** Opening SOURCE DATA block **

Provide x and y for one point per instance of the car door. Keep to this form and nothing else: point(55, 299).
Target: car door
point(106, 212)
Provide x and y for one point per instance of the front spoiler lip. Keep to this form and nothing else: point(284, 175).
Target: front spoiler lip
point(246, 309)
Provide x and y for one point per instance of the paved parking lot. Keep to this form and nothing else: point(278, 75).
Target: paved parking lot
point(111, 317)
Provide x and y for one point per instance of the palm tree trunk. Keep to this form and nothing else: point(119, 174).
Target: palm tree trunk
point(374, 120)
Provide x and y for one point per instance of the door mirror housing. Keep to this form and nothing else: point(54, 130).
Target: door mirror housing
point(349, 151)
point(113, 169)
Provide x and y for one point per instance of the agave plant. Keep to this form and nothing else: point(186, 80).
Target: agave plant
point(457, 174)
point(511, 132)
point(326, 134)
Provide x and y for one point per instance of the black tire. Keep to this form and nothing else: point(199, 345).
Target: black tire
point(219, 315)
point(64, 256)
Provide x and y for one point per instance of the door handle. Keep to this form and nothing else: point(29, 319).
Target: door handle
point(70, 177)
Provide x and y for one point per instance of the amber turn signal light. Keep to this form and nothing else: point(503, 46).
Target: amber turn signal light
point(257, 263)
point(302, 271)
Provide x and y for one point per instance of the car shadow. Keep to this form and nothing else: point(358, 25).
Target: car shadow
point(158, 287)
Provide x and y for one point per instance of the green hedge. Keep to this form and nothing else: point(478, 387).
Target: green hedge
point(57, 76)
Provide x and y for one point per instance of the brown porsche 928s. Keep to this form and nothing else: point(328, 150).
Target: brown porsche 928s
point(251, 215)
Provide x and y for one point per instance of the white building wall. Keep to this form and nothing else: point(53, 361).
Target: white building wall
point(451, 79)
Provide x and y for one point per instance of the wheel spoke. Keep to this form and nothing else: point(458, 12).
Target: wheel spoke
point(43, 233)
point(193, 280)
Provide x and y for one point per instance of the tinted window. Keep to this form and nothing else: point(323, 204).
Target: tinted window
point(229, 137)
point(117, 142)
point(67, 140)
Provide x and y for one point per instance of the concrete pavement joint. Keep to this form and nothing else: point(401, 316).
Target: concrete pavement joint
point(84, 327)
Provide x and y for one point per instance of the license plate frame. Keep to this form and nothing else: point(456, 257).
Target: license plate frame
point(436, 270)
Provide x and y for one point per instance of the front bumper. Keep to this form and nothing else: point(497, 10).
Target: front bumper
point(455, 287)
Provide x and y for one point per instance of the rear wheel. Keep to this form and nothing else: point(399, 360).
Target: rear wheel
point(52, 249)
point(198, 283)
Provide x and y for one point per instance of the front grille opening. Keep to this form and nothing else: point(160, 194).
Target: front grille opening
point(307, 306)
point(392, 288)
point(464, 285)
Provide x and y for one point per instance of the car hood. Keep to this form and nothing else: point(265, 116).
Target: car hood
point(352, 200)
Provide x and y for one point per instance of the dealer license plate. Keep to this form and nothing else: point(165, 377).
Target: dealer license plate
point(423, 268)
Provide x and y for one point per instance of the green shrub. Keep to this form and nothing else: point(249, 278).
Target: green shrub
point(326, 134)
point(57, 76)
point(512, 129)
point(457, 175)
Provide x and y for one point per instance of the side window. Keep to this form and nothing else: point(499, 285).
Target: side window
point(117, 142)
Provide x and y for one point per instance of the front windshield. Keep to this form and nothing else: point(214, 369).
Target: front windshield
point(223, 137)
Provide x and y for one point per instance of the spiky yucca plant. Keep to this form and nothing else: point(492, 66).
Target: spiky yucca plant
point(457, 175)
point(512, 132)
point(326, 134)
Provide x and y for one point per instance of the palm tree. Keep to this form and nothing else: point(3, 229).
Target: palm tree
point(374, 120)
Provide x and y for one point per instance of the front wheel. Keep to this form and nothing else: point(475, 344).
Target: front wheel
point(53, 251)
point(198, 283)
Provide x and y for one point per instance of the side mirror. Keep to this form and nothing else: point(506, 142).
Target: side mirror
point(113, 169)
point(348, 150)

** Closing SOURCE DATA block **

PROBLEM DESCRIPTION -> Once the records end, copy them all again exactly.

ANSWER SECTION ->
Provide x and y for one point per instance of the car door. Keep to this form and nothing else: point(55, 299).
Target: car door
point(106, 212)
Provide x and y for one point per instance of the front spoiler lip. Keep to this form and nothing else: point(284, 175).
Target: front spoiler lip
point(246, 309)
Provide x and y for one point per instance of the paved parking lot. Keep to this form and nothing else: point(278, 75).
Target: paved parking lot
point(111, 317)
Provide x and y for one point per instance of the palm tree trunk. Keep to this form and nothing else: point(119, 174).
Target: palm tree trunk
point(374, 120)
Provide x and y for one point per instance of the door mirror housing. Keep to this form and nothing else: point(54, 130).
Target: door mirror housing
point(349, 151)
point(113, 169)
Provide x and y for one point per instance of the agave plant. Keep to this form and nothing else: point(186, 80).
Target: agave plant
point(457, 174)
point(511, 132)
point(326, 134)
Provide x and y for one point per instance of the black tire. Keep to this form and nothing else: point(199, 345).
Target: black tire
point(219, 315)
point(64, 256)
Provide x and y for one point per instance of the door handle. Keep to this form and nothing else: point(29, 319).
Target: door handle
point(70, 177)
Provide x and y for one point per instance of the amber turn signal light. Keep to this form and nothing else: point(503, 46).
Target: amber turn signal light
point(257, 263)
point(302, 271)
Provide x and y for one point per instance of the car shadow. Keep to this form and nothing else: point(358, 25).
Target: car shadow
point(158, 287)
Provide x and y for one point per instance of the green hedge. Keep to this form and nothing else: point(478, 387).
Target: green hedge
point(57, 76)
Provide x and y for one point per instance of the brown porsche 928s. Keep to this form and nothing else: point(328, 150).
Target: brown porsche 928s
point(251, 215)
Provide x and y for one point per instance of the white building wall. Keep to this form and nothing else: point(53, 361).
Target: white building wall
point(451, 79)
Provide x and y for one point per instance of the wheel spoke. Keep to this form and nothing else: point(458, 12).
Target: wheel spoke
point(43, 233)
point(193, 280)
Provide x and y for one point per instance of the tinted window. Keep to this form and nothing else: point(323, 204).
Target: tinted window
point(229, 137)
point(117, 142)
point(67, 140)
Provide x and y for one point per instance of the concrete pavement joint. Keep to this form and nothing else: point(401, 316).
Target: concrete pavement joint
point(84, 327)
Provide x and y for one point per instance of the license plate frame. Keep to this form and nothing else: point(456, 257).
Target: license plate frame
point(436, 270)
Provide x and y for one point per instance of the front bumper. Keep to this form and nothing else: point(497, 10).
Target: front bumper
point(455, 287)
Provide x and y for one point per instance of the rear wheel. Keep to this form and nothing else: point(399, 360).
Target: rear wheel
point(52, 249)
point(198, 283)
Provide x and y for one point per instance of the front grille opening. Keep to this form and nothing else: point(160, 194).
Target: front grille opening
point(307, 306)
point(392, 288)
point(464, 285)
Provide x and y for one point per instance of the car hood. Keep to this form and nothing else: point(265, 116).
Target: car hood
point(352, 200)
Provide x and y for one point per instance of the dealer license plate. Keep to this form and nothing else: point(165, 377).
Target: dealer license plate
point(423, 268)
Provide x and y for one point per instance of the green shrub. Keep to this form and nothing else: point(249, 278).
Target: green shrub
point(326, 134)
point(57, 76)
point(512, 129)
point(457, 175)
Provide x and y for one point per instance of the side window. Keep to this form and nothing else: point(499, 285).
Target: side window
point(117, 142)
Provide x and y for one point per instance of the front windshield. Keep to this form and nothing else: point(214, 369).
Target: front windshield
point(223, 137)
Provide x and y for one point per instance of the spiky yucca plant. Keep to this form and nothing else: point(492, 66).
Target: spiky yucca plant
point(457, 175)
point(512, 132)
point(326, 134)
Provide x and y for one point per instance of the palm tree. Keep to this form and nothing else: point(3, 229).
Target: palm tree
point(374, 120)
Provide x and y for one point per instance of the front wheel. Keep to this form and nothing else: point(475, 344).
Target: front wheel
point(53, 251)
point(198, 283)
Provide x and y for one point per instance of the side mirror. Keep to this form and nothing else: point(506, 142).
Target: side mirror
point(113, 169)
point(348, 150)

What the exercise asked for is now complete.